WHAT YOU ARE ASKED TO DO:
Show each line of the entries below in which the word "purple" appears.

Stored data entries
BEGIN

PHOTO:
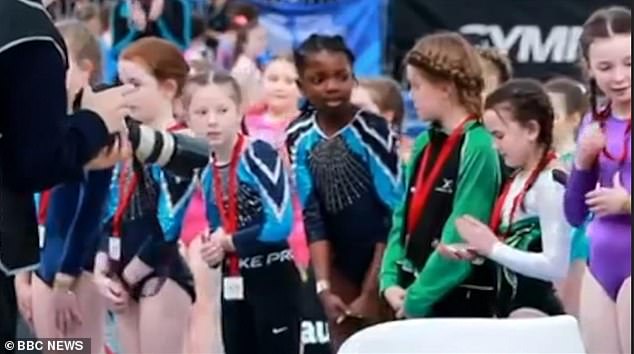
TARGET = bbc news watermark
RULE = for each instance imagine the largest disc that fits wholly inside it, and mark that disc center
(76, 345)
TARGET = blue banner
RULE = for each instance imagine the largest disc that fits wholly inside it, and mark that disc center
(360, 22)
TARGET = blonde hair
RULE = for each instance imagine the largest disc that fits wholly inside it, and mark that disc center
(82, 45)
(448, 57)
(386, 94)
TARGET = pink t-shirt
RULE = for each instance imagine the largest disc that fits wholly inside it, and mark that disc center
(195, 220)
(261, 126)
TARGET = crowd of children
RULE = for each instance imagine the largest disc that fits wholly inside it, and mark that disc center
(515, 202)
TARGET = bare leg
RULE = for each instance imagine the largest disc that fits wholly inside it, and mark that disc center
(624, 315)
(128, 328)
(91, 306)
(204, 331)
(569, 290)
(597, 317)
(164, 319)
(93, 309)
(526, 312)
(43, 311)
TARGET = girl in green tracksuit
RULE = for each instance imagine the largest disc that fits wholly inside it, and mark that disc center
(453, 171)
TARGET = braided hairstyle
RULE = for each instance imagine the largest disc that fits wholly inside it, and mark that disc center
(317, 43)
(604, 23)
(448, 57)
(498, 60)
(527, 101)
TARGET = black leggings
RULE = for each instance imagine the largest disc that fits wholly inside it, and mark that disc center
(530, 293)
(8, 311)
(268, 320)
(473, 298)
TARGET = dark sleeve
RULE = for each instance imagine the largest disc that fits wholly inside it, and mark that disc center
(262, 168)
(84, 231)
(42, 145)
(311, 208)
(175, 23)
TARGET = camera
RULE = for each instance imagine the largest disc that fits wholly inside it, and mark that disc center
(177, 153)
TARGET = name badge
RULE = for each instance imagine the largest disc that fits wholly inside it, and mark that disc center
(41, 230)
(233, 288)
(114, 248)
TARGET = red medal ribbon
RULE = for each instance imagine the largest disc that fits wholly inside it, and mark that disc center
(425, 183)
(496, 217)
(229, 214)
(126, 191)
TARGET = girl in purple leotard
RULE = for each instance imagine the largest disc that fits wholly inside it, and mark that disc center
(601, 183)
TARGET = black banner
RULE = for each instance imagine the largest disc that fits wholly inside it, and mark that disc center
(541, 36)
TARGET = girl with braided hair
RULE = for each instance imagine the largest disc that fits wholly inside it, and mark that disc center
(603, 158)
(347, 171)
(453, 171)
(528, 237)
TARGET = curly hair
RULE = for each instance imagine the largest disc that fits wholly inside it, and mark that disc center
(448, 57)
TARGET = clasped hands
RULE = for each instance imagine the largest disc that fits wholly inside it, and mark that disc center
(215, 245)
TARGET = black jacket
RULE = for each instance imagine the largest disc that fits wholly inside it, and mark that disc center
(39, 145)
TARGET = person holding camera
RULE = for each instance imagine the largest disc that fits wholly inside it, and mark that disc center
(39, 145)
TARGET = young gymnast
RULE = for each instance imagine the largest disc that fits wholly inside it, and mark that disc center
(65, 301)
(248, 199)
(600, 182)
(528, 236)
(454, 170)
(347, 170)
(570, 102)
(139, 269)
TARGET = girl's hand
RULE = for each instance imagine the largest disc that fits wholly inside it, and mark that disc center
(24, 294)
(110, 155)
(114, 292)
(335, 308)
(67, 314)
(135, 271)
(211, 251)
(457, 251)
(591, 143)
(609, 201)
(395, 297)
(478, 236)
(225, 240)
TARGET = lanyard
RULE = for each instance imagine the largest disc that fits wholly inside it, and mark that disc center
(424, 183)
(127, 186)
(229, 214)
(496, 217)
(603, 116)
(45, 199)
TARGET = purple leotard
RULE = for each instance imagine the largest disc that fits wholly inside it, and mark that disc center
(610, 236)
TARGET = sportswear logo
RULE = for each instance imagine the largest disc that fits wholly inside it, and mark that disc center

END

REPLY TO THE EXERCISE:
TARGET = girl in purple leotard
TARGET = purple leotard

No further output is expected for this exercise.